[[ Exercise materials, beginning ]]

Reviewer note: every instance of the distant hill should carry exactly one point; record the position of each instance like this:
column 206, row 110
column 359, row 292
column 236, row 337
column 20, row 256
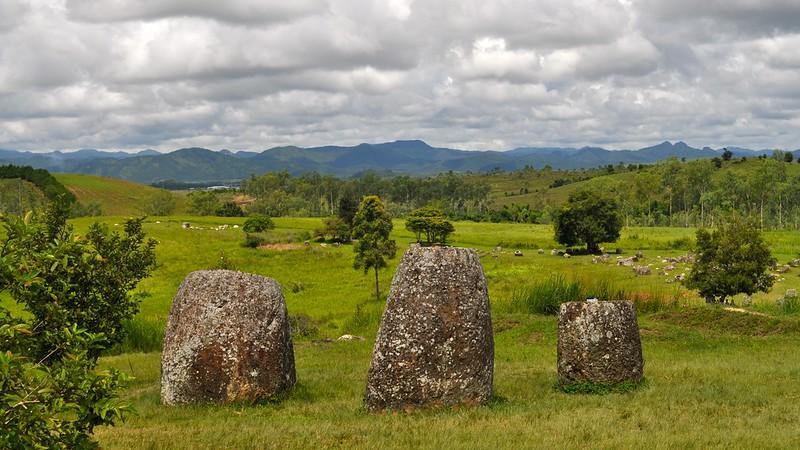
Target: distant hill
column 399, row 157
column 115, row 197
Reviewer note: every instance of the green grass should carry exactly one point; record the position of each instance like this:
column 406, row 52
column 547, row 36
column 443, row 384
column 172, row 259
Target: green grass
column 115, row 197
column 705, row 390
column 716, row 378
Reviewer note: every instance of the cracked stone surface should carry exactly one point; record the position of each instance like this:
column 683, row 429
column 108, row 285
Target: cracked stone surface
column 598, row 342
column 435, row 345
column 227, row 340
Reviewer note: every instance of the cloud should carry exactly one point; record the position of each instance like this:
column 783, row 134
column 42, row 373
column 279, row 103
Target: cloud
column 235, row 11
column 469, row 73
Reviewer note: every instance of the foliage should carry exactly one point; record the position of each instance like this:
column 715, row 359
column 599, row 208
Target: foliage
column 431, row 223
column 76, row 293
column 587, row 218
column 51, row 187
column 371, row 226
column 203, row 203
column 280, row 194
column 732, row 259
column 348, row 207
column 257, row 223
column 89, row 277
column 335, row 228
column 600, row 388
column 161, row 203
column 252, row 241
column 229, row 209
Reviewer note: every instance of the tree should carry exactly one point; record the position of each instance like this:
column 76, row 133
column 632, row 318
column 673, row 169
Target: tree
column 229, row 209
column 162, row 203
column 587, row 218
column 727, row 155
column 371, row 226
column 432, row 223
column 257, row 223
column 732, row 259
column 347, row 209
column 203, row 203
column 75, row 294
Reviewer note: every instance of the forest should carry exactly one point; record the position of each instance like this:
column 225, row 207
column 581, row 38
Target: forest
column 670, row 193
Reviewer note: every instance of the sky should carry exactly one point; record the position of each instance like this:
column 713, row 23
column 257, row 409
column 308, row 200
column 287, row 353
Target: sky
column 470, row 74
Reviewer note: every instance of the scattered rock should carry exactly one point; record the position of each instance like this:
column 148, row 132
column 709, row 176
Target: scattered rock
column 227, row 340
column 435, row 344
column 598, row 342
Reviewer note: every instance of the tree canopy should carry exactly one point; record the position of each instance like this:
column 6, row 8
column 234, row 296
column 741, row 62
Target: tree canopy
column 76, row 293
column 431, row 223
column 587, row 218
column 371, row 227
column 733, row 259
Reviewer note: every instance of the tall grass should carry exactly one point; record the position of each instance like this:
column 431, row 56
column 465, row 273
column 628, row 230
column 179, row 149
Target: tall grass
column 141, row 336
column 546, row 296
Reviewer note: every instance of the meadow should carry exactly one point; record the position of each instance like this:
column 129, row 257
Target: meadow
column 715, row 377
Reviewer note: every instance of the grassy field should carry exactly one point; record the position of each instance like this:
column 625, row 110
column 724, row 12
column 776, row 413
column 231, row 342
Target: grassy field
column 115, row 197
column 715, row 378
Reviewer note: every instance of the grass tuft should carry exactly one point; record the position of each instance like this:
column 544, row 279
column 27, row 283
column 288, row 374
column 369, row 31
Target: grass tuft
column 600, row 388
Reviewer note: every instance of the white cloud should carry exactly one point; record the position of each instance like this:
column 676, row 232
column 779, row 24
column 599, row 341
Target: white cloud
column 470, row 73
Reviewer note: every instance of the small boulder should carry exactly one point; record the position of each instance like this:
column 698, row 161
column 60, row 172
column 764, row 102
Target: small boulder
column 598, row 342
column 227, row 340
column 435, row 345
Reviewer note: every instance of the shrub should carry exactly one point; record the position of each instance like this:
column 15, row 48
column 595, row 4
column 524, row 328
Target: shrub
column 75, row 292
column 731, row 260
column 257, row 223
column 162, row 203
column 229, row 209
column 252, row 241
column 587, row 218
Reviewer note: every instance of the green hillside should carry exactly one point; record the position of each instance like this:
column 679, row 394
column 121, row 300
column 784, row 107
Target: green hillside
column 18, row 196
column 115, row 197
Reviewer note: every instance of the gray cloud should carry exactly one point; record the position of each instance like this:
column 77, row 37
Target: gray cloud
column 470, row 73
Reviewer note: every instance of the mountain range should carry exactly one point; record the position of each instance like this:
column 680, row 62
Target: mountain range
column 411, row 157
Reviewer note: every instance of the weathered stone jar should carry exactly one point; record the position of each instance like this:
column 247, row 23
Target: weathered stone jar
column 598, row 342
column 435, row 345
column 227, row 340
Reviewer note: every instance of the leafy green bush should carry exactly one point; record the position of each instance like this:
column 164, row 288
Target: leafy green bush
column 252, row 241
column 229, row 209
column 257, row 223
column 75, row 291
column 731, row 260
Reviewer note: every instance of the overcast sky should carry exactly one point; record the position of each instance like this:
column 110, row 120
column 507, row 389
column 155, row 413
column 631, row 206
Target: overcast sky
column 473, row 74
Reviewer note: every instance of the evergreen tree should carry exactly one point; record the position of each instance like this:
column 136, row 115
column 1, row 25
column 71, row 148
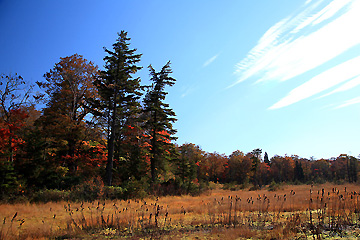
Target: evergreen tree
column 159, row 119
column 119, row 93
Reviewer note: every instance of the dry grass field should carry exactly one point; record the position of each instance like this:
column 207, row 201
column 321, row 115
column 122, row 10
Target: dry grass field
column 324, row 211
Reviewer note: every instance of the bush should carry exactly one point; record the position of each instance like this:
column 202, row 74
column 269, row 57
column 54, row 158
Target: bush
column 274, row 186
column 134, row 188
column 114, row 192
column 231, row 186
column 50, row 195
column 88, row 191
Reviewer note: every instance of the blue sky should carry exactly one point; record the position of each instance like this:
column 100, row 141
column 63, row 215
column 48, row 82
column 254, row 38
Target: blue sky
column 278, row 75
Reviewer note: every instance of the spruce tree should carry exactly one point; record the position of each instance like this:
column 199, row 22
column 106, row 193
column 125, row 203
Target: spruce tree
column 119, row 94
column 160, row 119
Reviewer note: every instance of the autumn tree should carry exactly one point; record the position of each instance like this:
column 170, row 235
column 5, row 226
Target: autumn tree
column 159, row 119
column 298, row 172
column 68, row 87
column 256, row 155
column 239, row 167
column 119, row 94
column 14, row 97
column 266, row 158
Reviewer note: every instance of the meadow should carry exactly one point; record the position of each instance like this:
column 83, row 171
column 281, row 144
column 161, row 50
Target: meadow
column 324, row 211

[[ Exercise materials, end ]]
[[ Exercise materials, beginning ]]

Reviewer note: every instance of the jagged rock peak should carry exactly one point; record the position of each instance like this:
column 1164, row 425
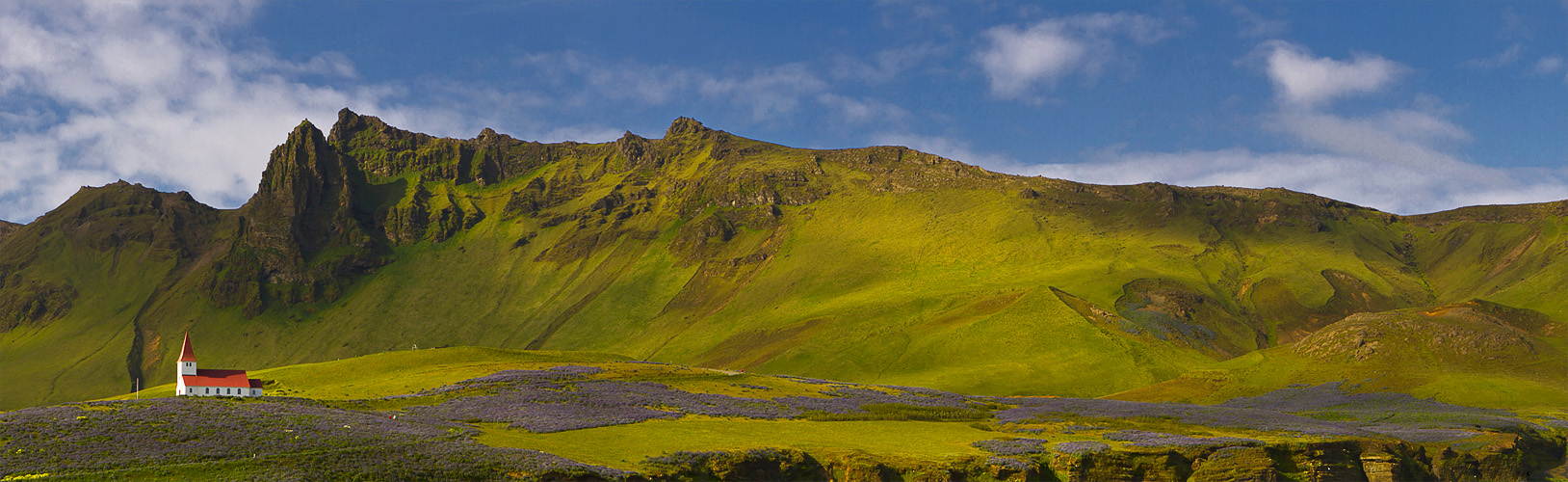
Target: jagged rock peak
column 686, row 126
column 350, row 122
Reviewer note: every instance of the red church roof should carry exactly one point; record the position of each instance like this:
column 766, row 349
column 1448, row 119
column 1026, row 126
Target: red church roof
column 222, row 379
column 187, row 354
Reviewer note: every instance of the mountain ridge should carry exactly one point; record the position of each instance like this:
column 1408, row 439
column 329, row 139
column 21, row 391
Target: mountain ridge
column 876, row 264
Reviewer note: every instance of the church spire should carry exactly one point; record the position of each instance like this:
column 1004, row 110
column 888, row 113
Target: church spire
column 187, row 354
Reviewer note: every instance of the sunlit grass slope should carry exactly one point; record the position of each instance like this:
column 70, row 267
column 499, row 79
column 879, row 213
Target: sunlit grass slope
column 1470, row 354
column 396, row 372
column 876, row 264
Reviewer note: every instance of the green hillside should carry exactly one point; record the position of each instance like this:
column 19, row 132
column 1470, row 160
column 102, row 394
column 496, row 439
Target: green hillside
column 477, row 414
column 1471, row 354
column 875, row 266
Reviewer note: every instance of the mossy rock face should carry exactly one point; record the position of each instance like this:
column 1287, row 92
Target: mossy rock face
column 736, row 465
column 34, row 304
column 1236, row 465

[[ Exercise materials, end ]]

→ Work request: Copy out exactly the lines above beginning with the line that contains "Reviewer note: every instance of the distant" and finishing with the line that contains "column 599, row 208", including both; leave the pictures out.

→ Task answer:
Reviewer note: every instance of the distant hill should carry exactly one point; record the position of each instance like this:
column 206, row 110
column 359, row 292
column 236, row 337
column 20, row 256
Target: distant hill
column 399, row 157
column 115, row 197
Reviewer note: every instance of the green grass should carry exactly one point; record the position of each instance like this:
column 406, row 52
column 547, row 36
column 443, row 384
column 172, row 259
Target: green grass
column 115, row 197
column 705, row 390
column 716, row 378
Reviewer note: every instance of the cracked stone surface should carry exactly one point; record the position of each instance like this:
column 683, row 429
column 108, row 285
Target: cracked stone surface
column 598, row 342
column 435, row 345
column 227, row 340
Reviewer note: every instance of the cloud should carry exactly one point; record the position of each instance like this:
column 783, row 134
column 42, row 373
column 279, row 103
Target: cloud
column 235, row 11
column 469, row 73
Reviewer note: every instance of the foliage should carry exactly one point; record the position of each instance like this:
column 715, row 359
column 599, row 208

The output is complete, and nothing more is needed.